Jan 20, 2017
The First Soviet Atomic Bomb Created in Armenia: Declassified Data of CIA
There are many reasons to believe that Soviet Armenia was one of the biggest tech innovation and engineering centers of the entire Soviet Union. However, the recently released document by CIA unveils things that we couldn’t even think of!
According to declassified documents, the first Soviet atomic bomb was created in Armenia.
As the document declassified in 2011 states, several places were considered as a possible location for those atomic plants- from the Urals to Western Siberia, but none of those were suitable for the purpose. According to the document, Lavrentiy Beria, who led the project aimed at developing nuclear weapons in the USSR, chose Armenia.
In particular, the area near Lake Sevan, situated at 2225 meters above sea level, was chosen. Also, it is noted that the Zangu River (the Hrazdan River-ed.), the only one flowing from Lake Sevan, had a crucial importance for the choice. Since 1932 the project of cascades of the hydroelectric power plant had been already implemented on the river, and by 1947 the plant capacity had already reached 2 million kilowatts.
The construction of a plant to produce nuclear weapons in these places began in 1947 and ended in May 1948. The production zones were on the eastern slopes of Mount Aragats, and were located in six basaltic caves. German prisoners, who had previously been involved in building the underground facilities of Nazi Germany, took part in the construction work.

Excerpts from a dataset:
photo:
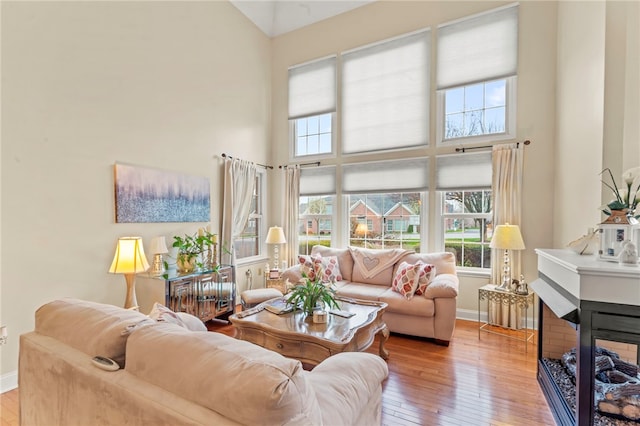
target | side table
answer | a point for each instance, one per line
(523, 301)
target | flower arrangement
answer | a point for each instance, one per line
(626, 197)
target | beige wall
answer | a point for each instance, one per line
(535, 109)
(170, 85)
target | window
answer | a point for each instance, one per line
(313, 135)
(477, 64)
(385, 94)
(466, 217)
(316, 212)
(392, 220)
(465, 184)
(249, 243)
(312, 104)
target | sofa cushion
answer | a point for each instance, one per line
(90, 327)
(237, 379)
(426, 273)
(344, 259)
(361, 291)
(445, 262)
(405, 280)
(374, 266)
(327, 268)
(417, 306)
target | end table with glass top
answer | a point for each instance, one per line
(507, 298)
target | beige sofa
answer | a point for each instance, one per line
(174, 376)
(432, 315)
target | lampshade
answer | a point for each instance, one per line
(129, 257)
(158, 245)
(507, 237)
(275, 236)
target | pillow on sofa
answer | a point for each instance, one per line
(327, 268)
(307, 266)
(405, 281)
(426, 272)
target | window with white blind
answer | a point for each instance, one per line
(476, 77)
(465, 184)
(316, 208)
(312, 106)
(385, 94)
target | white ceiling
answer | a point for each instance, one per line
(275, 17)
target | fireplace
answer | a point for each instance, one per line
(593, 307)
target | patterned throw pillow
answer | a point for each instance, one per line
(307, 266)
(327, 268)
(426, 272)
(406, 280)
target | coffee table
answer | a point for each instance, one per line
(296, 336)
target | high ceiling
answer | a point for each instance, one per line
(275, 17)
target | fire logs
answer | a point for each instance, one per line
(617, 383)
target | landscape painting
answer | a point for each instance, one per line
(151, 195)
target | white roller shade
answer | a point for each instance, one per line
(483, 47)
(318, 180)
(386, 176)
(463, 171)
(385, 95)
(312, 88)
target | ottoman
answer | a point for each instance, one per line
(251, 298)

* * *

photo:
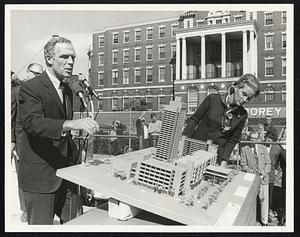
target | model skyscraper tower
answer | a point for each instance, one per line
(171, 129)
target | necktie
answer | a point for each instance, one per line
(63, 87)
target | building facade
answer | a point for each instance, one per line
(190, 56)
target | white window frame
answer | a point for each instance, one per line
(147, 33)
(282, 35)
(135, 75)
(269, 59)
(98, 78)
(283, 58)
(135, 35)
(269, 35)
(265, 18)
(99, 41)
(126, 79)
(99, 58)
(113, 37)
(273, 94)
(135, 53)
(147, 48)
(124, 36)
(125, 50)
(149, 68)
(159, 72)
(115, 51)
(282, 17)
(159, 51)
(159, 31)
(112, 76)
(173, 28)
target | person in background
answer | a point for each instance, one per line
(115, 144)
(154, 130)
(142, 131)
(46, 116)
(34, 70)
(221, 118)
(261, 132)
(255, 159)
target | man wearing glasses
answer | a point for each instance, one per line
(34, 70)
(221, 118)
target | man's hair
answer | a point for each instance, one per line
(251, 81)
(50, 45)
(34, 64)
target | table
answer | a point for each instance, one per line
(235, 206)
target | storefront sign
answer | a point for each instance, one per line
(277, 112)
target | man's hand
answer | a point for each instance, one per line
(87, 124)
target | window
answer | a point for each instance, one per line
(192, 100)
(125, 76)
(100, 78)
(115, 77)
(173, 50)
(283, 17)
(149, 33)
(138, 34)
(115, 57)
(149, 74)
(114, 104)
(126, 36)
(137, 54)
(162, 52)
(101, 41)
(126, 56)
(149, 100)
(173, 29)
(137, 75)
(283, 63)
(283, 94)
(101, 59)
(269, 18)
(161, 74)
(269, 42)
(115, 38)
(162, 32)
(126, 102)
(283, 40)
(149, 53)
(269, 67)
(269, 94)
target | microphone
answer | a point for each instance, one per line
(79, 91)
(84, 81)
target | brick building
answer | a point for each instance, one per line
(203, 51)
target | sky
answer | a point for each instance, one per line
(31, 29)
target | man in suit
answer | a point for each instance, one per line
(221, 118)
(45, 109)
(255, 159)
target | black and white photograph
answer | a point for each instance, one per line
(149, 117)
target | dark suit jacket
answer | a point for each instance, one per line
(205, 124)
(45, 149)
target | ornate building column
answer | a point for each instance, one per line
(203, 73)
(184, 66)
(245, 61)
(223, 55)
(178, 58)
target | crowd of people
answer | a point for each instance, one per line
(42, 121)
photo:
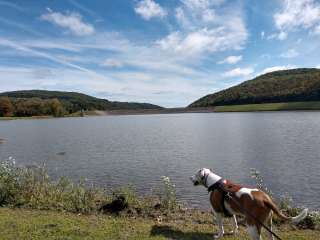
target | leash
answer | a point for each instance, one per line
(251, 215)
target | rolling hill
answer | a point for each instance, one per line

PROBLEMS AND TASKS:
a - Answer these questions about the article on the first Soviet atomic bomb:
(i) In what year was the document declassified?
(ii) At what elevation above sea level is the area near Lake Sevan?
(iii) In how many basaltic caves were the production zones located?
b - Retype the article on the first Soviet atomic bomb, beginning at the words "Jan 20, 2017" and stopping after "created in Armenia.".
c - Extend the article on the first Soviet atomic bomb from the point where it stops.

ANSWER SET:
a -
(i) 2011
(ii) 2225 meters
(iii) Six

b -
Jan 20, 2017
The First Soviet Atomic Bomb Created in Armenia: Declassified Data of CIA
There are many reasons to believe that Soviet Armenia was one of the biggest tech innovation and engineering centers of the entire Soviet Union. However, the recently released document by CIA unveils things that we couldn’t even think of!
According to declassified documents, the first Soviet atomic bomb was created in Armenia.

c -
It is also reported that in January 1948, the nuclear facilities in the territory of Armenia received uranium supply from Saxony and Czechoslovakia, and already in July 1949 the first atomic bomb was developed. Nuclear weapons were tested in the Ural Mountains, 100 kilometers from Magnitogorsk city. In September 1949, Washington and London officially recognized the fact of testing the Soviet nuclear bomb. Later, other specimens were preserved in Kuznetsk, at a depth of 500 meters.
The report states that the project was led by Professor Arakelyan, one of Mikoyan’s school comrades (the names are not noted- ed.).
The peculiarity of this document, among others, is that it was originally created in Swedish and was published in Sweden. Also, there is a misprint in the English version - instead of Mount Aragats (Alagyaz) Mount Ararat is mentioned. It is also noteworthy that the Turkish name of Lake Sevan – Gokcha is mentioned. The height of Lake Sevan above the sea level is indicated to be 7,300 feet, which is approximately 2225 meters. However, at the moment, according to the official data, Sevan is only 1,900 meters above the sea level.